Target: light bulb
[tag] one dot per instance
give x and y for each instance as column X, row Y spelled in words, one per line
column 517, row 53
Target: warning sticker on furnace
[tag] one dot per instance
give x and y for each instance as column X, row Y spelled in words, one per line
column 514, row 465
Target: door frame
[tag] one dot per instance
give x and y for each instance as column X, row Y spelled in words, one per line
☆ ☆ ☆ ☆
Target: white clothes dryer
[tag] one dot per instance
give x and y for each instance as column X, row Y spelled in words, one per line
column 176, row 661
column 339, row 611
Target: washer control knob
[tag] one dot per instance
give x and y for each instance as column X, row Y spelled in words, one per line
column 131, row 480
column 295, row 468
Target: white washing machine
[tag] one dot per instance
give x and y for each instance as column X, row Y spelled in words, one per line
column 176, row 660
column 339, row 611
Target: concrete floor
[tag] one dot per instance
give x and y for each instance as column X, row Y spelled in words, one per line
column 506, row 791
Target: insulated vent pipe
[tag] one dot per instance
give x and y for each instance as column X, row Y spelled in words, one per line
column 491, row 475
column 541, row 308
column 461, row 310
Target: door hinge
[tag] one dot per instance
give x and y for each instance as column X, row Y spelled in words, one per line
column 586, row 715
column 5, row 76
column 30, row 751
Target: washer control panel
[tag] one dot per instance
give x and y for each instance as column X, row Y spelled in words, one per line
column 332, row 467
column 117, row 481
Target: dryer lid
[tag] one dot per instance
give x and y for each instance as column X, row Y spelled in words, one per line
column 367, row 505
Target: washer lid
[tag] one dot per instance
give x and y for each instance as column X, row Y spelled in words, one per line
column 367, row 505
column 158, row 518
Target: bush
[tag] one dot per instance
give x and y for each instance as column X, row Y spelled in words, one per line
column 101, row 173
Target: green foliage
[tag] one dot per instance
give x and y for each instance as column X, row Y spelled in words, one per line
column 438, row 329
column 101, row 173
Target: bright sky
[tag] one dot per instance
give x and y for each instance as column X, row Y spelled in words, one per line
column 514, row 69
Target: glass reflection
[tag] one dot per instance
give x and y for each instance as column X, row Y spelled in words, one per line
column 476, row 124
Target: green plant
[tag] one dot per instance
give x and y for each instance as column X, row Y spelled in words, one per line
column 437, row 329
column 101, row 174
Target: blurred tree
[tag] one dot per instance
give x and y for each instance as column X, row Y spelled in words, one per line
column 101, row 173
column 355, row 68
☆ ☆ ☆ ☆
[EXERCISE BRIEF]: Could you repeat, word for word, the lines starting with the one containing "Target: washer control knob" and going on through the one containing "column 295, row 468", both included?

[ANSWER IN FULL]:
Target: washer control knob
[tag] one dot per instance
give x and y for each instance as column X, row Y spelled in words, one per line
column 131, row 480
column 295, row 468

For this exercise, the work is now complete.